--- Data rows ---

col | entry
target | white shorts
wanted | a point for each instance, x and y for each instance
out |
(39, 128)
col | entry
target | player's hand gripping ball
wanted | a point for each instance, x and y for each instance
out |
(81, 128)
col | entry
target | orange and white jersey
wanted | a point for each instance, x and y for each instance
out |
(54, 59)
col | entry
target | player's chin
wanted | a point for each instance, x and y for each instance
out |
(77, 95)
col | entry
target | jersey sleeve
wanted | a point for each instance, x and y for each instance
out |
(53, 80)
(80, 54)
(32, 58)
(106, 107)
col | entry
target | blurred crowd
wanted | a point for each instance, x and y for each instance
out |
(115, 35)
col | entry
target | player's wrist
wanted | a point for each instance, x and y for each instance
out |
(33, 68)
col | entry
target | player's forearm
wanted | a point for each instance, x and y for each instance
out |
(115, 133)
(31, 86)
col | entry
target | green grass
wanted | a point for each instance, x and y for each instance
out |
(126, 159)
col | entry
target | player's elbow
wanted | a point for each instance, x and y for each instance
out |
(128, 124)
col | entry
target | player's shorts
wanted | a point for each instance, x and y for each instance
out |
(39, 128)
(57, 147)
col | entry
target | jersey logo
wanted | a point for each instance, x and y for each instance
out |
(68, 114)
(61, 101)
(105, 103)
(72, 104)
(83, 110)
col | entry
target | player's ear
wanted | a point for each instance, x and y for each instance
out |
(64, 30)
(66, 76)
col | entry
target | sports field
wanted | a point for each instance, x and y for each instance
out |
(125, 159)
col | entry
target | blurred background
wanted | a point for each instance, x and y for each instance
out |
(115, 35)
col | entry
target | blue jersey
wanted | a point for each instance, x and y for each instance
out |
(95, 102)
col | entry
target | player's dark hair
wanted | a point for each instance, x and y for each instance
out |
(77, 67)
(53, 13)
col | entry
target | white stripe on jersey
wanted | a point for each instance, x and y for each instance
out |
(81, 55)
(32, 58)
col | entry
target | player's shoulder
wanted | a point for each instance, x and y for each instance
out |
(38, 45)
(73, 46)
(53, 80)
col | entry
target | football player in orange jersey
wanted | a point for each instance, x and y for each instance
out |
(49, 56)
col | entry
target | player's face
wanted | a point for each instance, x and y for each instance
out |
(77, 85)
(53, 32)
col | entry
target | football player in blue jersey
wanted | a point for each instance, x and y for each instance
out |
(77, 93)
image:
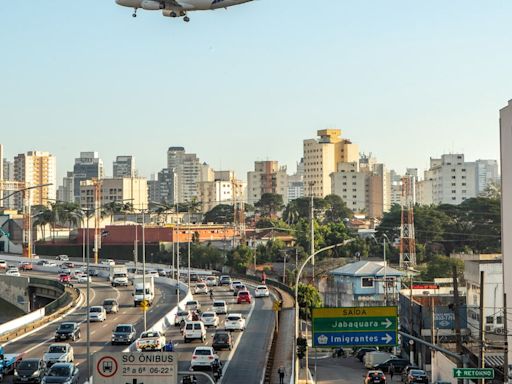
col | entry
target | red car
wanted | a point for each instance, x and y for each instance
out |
(244, 297)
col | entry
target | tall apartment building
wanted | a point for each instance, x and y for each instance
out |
(124, 166)
(267, 177)
(132, 190)
(36, 168)
(321, 157)
(190, 172)
(86, 167)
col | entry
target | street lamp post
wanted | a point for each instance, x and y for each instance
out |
(310, 257)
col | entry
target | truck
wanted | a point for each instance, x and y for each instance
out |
(118, 275)
(138, 290)
(8, 362)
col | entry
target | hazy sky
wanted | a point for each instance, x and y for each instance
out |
(406, 80)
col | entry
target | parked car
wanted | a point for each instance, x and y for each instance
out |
(123, 334)
(29, 371)
(97, 313)
(67, 331)
(58, 353)
(374, 377)
(222, 340)
(220, 307)
(203, 357)
(261, 291)
(244, 297)
(416, 376)
(111, 305)
(234, 322)
(61, 373)
(194, 330)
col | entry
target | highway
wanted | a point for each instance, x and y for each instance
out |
(36, 344)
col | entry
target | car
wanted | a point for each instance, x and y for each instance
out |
(203, 357)
(234, 322)
(244, 297)
(67, 331)
(182, 317)
(201, 288)
(62, 373)
(29, 371)
(399, 365)
(194, 330)
(261, 291)
(210, 319)
(58, 353)
(220, 307)
(211, 281)
(12, 272)
(225, 280)
(192, 305)
(97, 313)
(111, 305)
(150, 341)
(123, 334)
(416, 376)
(222, 340)
(374, 377)
(26, 266)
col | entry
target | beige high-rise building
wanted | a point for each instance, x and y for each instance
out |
(321, 158)
(267, 177)
(132, 190)
(36, 168)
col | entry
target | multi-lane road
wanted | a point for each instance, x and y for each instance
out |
(245, 363)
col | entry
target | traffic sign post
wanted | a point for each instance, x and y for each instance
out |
(355, 326)
(135, 367)
(473, 373)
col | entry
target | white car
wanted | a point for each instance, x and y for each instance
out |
(261, 291)
(201, 288)
(59, 353)
(234, 322)
(210, 319)
(13, 272)
(97, 313)
(220, 307)
(203, 357)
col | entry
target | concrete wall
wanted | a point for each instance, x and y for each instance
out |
(15, 290)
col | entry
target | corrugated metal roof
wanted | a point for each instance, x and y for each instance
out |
(366, 268)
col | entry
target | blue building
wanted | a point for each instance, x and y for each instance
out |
(363, 283)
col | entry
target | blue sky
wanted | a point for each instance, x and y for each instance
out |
(406, 80)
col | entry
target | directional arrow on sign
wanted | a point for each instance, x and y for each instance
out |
(388, 338)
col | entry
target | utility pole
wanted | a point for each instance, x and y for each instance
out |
(481, 334)
(458, 336)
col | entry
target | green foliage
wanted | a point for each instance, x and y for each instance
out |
(308, 297)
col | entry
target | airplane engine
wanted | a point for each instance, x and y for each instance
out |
(151, 5)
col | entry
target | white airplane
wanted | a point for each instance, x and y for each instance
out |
(178, 8)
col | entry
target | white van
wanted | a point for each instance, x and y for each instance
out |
(371, 359)
(194, 330)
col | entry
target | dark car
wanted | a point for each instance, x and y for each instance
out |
(361, 352)
(29, 371)
(222, 340)
(67, 331)
(61, 373)
(123, 334)
(399, 365)
(416, 376)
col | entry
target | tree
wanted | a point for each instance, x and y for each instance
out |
(270, 204)
(308, 297)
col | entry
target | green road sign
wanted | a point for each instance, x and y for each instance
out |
(473, 373)
(355, 326)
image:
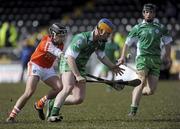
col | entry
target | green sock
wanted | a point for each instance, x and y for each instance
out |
(134, 109)
(55, 111)
(51, 103)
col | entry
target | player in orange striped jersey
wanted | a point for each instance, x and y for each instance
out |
(40, 67)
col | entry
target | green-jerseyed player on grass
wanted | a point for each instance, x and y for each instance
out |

---

### Written exercise
Transcribe the material exactly, and leave out whatever pictures it holds.

### Solved exercise
col | entry
target | white shorts
wanted | a point for each instance, x and y for each instance
out |
(39, 128)
col | entry
target | player's hand gripping ball
wanted | a point for each instance, x and y for each instance
out |
(81, 128)
col | entry
target | orange and white jersey
wanted | a point for each instance, x and y for each instance
out |
(54, 59)
col | entry
target | player's chin
wanted | a point for each instance, x and y for each instance
out |
(77, 95)
col | entry
target | jersey sleeve
wanted | a point for each instance, x and y for each instance
out |
(53, 80)
(80, 54)
(32, 58)
(106, 107)
col | entry
target | blurred crowd
wanted | a point for each instance, x and y for each instance
out |
(115, 35)
col | entry
target | player's wrist
wanted | a point for each instance, x and y for each instance
out |
(33, 68)
col | entry
target | player's forearm
wanted | a point for each instance, x and y for each instance
out |
(115, 133)
(31, 86)
col | entry
target | green grass
wanted | a point for each instance, x and y for each instance
out |
(126, 159)
col | entry
target | player's elbow
wanted | a point for each instance, x and y for each instance
out |
(128, 124)
col | entry
target | player's shorts
wanted | a point for each instance, x and y for each instance
out |
(39, 128)
(57, 147)
col | entry
target | jersey logo
wanted | a point for each instance, x and y for each instance
out |
(68, 114)
(61, 101)
(105, 103)
(72, 104)
(83, 110)
col | entry
target | player's ear
wanted | a point for each instance, x and y for each instance
out |
(64, 30)
(66, 76)
col | entry
target | sports field
wanted | a point for each instance, x and y for each instance
out |
(125, 159)
col | entry
target | blurred background
wanted | a point for each instance, x and y for each instance
out |
(115, 35)
col | entry
target | blue jersey
wanted | a point for each instance, x and y for each instance
out |
(95, 102)
col | entry
target | player's dark hair
wanted | a point for each instance, x and y for each instance
out |
(77, 67)
(53, 13)
col | entry
target | white stripe on jersey
wanted | a point for each instance, x and y for each instance
out |
(81, 55)
(32, 58)
col | entry
target | player's shoulder
wanted | a point for each instance, x and y for each instance
out |
(38, 45)
(73, 46)
(53, 80)
col | entry
target | football player in orange jersey
wanted | a point for each instance, x and y for each instance
out |
(49, 56)
col | entry
target | player's face
wanted | a point for each instance, x and y for each instance
out |
(77, 85)
(53, 32)
col | entry
target | football player in blue jersey
wanted | a point for each instance, x and y for each instance
out |
(77, 93)
image:
col | entry
target | red car
wanted | a point for each instance, x and y for each instance
out |
(244, 297)
col | entry
target | tall apartment building
wanted | a point for each instance, x and y for each instance
out |
(124, 166)
(267, 177)
(132, 190)
(36, 168)
(321, 157)
(190, 172)
(86, 167)
col | entry
target | street lamp post
wanted | a point for each instance, x and y for each instance
out |
(310, 257)
col | entry
target | truck
wanted | a point for each instance, x and y for each instance
out |
(118, 275)
(138, 290)
(8, 362)
col | entry
target | hazy sky
wanted | a point for each instance, x and y for each instance
out |
(406, 80)
col | entry
target | parked car
wanted | a point for each instance, x and y for each instance
out |
(123, 334)
(29, 371)
(97, 313)
(67, 331)
(58, 353)
(374, 377)
(222, 340)
(220, 307)
(203, 357)
(261, 291)
(244, 297)
(416, 376)
(111, 305)
(234, 322)
(61, 373)
(194, 330)
col | entry
target | highway
wanted | a point for each instance, x and y for each instance
out |
(36, 344)
col | entry
target | car
wanted | a point for each instance, x and y for each instance
out |
(203, 357)
(234, 322)
(244, 297)
(67, 331)
(182, 317)
(201, 288)
(62, 373)
(29, 371)
(399, 365)
(194, 330)
(261, 291)
(210, 319)
(58, 353)
(220, 307)
(211, 281)
(12, 272)
(225, 280)
(192, 305)
(97, 313)
(111, 305)
(150, 341)
(123, 334)
(416, 376)
(222, 340)
(374, 377)
(26, 266)
col | entry
target | beige high-rise building
wanted | a point for each instance, x and y for each instance
out |
(321, 158)
(267, 177)
(132, 190)
(36, 168)
col | entry
target | multi-lane road
wanted | a point for each instance, x and y for each instance
out |
(245, 363)
col | entry
target | traffic sign post
wanted | a point for each instance, x and y for each instance
out |
(355, 326)
(135, 367)
(473, 373)
col | entry
target | white car
wanted | a point for each instance, x and y for each instance
out |
(261, 291)
(201, 288)
(59, 353)
(234, 322)
(210, 319)
(13, 272)
(97, 313)
(220, 307)
(203, 357)
col | entry
target | concrete wall
wanted | a point for each instance, x and y for each instance
out |
(15, 290)
col | entry
target | corrugated metal roof
wanted | a point for each instance, x and y for each instance
out |
(366, 268)
col | entry
target | blue building
wanted | a point for each instance, x and y for each instance
out |
(363, 283)
col | entry
target | blue sky
wanted | a point for each instance, x and y for each instance
out |
(406, 80)
col | entry
target | directional arrow on sign
wanted | a point for each instance, x and y for each instance
out |
(388, 338)
col | entry
target | utility pole
wanted | a point for each instance, x and y for each instance
out |
(481, 334)
(458, 336)
col | entry
target | green foliage
wanted | a point for each instance, x and y for each instance
out |
(308, 297)
col | entry
target | airplane engine
wanted | a point for each instance, x and y for each instance
out |
(151, 5)
col | entry
target | white airplane
wanted | a point for each instance, x and y for each instance
out |
(178, 8)
col | entry
target | white van
wanted | a point for each instance, x and y for each instance
out |
(371, 359)
(194, 330)
col | entry
target | dark car
wanted | a point for each instance, x and y for each instance
out |
(361, 352)
(29, 371)
(222, 340)
(67, 331)
(61, 373)
(123, 334)
(399, 365)
(416, 376)
col | entry
target | tree
wanted | a point for each instance, x and y for each instance
out |
(270, 204)
(308, 297)
col | entry
target | green road sign
wanted | a point for each instance, x and y for each instance
out |
(473, 373)
(355, 326)
image:
col | entry
target | green sock
wanted | a point for each instance, x and y for each instance
out |
(134, 109)
(55, 111)
(51, 103)
col | entry
target | player in orange striped jersey
wanted | a point for each instance, x and y for each instance
out |
(40, 67)
col | entry
target | green-jerseyed player on grass
wanted | a point for each instance, x and y for each instance
out |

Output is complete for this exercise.